DATA FOR THE TASK:
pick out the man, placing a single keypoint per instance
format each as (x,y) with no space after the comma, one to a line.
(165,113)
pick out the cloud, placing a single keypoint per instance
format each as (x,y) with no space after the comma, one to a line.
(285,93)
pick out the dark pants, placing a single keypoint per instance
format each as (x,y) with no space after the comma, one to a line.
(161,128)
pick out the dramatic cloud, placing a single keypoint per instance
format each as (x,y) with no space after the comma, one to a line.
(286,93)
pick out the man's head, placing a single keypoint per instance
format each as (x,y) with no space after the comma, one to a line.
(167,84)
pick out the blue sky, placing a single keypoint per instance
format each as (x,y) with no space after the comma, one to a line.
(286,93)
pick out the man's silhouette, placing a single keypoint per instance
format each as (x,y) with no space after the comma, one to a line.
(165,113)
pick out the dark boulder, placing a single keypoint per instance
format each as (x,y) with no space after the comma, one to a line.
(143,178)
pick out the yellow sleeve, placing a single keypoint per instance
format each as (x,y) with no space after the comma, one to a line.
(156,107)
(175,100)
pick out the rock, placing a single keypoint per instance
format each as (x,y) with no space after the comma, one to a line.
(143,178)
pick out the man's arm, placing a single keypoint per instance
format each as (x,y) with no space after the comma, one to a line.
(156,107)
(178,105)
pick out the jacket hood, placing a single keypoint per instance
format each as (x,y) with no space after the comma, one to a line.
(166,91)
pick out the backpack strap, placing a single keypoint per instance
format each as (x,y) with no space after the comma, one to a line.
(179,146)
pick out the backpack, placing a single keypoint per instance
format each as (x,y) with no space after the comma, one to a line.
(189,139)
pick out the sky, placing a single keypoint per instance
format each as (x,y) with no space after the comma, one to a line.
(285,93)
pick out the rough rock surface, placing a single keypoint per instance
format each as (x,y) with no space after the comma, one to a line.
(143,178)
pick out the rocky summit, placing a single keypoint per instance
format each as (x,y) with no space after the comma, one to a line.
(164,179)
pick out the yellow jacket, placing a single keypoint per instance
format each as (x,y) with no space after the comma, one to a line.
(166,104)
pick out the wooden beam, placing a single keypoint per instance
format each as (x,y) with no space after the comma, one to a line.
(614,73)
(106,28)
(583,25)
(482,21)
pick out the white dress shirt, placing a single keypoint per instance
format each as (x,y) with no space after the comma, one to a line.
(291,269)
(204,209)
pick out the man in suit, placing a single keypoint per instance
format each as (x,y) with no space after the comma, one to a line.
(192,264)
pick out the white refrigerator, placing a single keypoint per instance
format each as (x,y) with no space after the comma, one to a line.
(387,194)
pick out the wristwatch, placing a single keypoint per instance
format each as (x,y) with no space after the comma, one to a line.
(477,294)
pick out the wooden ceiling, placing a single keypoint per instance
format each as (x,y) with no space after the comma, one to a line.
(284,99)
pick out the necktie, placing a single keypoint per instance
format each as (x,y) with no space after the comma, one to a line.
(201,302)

WHAT NEEDS TO BE DONE: Please print all of the material again with no alteration.

YOUR SOLUTION:
pick out the man, placing a single keypoint per instance
format each as (x,y) with no space after the comma, one to a line.
(165,113)
pick out the cloud, placing a single keypoint per instance
format each as (x,y) with no space after the comma, one to a line.
(285,93)
pick out the dark pants, placing a single keypoint per instance
format each as (x,y) with no space after the comma, one to a line.
(161,128)
pick out the dramatic cloud, placing a single keypoint per instance
format each as (x,y) with no space after the comma, one to a line.
(286,93)
pick out the man's head, placing a single keypoint per instance
format each as (x,y) with no space after the comma, one to a line.
(167,84)
pick out the blue sky, placing a single keypoint per instance
format each as (x,y) with no space after the comma, one to a line.
(286,93)
pick out the man's silhouette, placing a single keypoint per instance
format each as (x,y) with no space after the comma, one to a line.
(165,113)
pick out the dark boulder, placing a single keypoint per instance
format each as (x,y) with no space after the comma, one to a line.
(143,178)
pick out the yellow sleeve, placing a single keypoint per instance
format each as (x,y) with no space after the comma, one to a line.
(156,107)
(175,100)
pick out the rock, placing a single keypoint per instance
format each as (x,y) with no space after the comma, one to a line.
(143,178)
pick out the man's arm, placing a single keypoint per instance
format each as (x,y) with no space after the comma, one to a line.
(156,107)
(178,105)
pick out the jacket hood, placing a single keypoint per instance
format each as (x,y) with no space after the comma, one to a line.
(166,91)
pick out the backpack strap, placing a single keypoint per instance
format each as (x,y) with no space after the comma, one to a line.
(179,146)
pick out the backpack, placing a single keypoint per instance
format each as (x,y) with no space after the comma, one to a line.
(189,139)
pick out the sky, placing a single keypoint per instance
format each as (x,y) with no space after the comma, one to a line.
(285,93)
pick out the rough rock surface, placing a single keypoint per instance
format each as (x,y) with no space after the comma, one to a line.
(143,178)
pick out the rocky summit, placing a single keypoint per instance
format each as (x,y) with no space after the comma, one to a line.
(164,179)
pick out the yellow jacket, placing a single keypoint per instance
format each as (x,y) with no space after the comma, one to a line.
(166,104)
pick out the wooden beam, placing a single keypoint per instance
format each as (x,y) with no space after the comma, one to a line.
(614,73)
(106,28)
(583,25)
(482,21)
pick out the white dress shirt, placing a single keypoint per instance
format each as (x,y) with no space after the comma, one to a line.
(291,269)
(204,209)
pick out the man in suit, placing a single keypoint per instance
format each as (x,y) with no space after the comma, one to a line.
(192,264)
pick out the white refrigerator, placing a single keypoint per instance
format each as (x,y) with no space after the comma, one to a line.
(387,194)
pick out the wristwatch, placing a single keypoint per instance
format each as (x,y) with no space after the comma, one to a line.
(477,294)
pick out the wooden ceiling, placing a single keypoint per instance
format each as (x,y) with no space after the comma, one to a line.
(284,99)
pick out the necktie, placing a single keypoint per instance
format each as (x,y) with no space after the comma, one to a line.
(201,302)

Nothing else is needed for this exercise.